● **Directions**
Copy the lines verbatim, beginning with the line that contains "Pick out the small" and continuing through the end of the data, and only those lines.

● **Provided entries**
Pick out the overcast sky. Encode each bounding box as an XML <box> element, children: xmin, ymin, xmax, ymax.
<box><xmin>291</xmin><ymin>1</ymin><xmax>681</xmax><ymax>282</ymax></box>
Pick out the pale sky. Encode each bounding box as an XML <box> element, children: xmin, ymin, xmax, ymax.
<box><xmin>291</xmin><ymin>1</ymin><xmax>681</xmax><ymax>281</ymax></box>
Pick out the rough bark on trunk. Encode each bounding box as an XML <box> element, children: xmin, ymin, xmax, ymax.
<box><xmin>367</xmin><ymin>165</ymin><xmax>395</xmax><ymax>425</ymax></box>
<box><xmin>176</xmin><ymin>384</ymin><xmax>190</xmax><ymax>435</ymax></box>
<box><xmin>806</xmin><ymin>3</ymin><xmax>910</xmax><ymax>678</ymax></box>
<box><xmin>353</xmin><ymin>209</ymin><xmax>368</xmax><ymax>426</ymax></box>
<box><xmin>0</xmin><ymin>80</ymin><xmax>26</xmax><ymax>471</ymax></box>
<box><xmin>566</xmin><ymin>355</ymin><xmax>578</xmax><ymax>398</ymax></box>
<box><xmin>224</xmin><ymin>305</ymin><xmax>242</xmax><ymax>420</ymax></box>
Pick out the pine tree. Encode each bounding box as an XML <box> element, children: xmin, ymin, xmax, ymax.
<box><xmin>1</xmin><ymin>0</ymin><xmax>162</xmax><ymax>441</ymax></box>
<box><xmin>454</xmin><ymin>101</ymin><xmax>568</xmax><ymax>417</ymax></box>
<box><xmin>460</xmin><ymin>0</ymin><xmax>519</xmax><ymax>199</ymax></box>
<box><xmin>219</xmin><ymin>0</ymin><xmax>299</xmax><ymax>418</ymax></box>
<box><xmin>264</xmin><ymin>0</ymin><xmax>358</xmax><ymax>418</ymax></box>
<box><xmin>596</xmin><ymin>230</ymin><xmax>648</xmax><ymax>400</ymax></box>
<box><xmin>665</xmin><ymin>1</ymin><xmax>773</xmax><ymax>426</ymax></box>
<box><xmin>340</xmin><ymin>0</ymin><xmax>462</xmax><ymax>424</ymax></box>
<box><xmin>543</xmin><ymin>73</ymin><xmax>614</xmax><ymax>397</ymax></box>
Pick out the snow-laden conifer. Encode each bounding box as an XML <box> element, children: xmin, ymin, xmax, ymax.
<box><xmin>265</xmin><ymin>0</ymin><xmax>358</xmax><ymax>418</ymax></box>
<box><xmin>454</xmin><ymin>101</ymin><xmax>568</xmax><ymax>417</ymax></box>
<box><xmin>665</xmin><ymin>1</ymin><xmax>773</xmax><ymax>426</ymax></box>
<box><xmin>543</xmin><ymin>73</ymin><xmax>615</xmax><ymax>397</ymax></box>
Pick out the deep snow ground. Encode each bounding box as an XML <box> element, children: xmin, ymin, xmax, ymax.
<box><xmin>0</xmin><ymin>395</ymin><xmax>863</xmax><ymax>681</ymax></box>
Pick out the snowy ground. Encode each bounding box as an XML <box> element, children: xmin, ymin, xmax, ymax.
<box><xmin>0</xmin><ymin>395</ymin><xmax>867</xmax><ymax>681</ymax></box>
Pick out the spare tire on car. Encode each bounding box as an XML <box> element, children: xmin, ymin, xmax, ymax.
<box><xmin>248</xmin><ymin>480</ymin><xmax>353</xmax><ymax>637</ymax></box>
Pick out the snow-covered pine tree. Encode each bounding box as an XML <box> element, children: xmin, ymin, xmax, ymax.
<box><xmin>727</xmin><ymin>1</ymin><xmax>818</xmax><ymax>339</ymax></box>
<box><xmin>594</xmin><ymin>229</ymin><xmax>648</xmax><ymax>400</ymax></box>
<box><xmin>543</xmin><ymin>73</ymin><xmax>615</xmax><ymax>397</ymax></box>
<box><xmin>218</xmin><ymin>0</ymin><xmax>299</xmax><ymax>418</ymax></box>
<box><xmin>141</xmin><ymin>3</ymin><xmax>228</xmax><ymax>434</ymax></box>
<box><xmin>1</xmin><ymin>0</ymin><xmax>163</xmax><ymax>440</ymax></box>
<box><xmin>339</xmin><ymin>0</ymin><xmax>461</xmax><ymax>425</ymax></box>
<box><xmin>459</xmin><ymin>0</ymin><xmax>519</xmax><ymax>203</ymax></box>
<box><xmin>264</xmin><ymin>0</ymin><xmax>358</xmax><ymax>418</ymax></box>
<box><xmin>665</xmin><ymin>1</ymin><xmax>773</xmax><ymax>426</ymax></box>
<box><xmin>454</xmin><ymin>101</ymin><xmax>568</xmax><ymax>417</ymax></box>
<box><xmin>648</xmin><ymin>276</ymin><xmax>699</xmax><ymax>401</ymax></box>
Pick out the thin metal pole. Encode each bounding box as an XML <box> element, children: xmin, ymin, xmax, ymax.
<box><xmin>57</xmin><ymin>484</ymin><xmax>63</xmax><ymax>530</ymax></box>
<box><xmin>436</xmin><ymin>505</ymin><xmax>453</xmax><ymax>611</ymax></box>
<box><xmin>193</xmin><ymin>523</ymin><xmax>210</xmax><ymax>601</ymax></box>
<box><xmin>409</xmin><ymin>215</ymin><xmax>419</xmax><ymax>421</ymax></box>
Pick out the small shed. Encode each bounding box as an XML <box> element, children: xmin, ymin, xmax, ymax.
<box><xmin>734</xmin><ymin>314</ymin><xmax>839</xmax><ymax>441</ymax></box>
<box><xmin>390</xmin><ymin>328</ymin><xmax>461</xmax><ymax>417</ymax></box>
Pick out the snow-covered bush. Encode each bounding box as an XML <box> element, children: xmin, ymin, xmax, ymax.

● **Response to this exercise**
Pick out the small shed. Encode each bounding box as an XML <box> element, children: xmin, ymin, xmax, ymax.
<box><xmin>734</xmin><ymin>314</ymin><xmax>839</xmax><ymax>441</ymax></box>
<box><xmin>390</xmin><ymin>328</ymin><xmax>461</xmax><ymax>417</ymax></box>
Pick out the snow-covered bush. Encode each bounding box as an XML <box> element, children: xmin, ymin, xmax, ymax.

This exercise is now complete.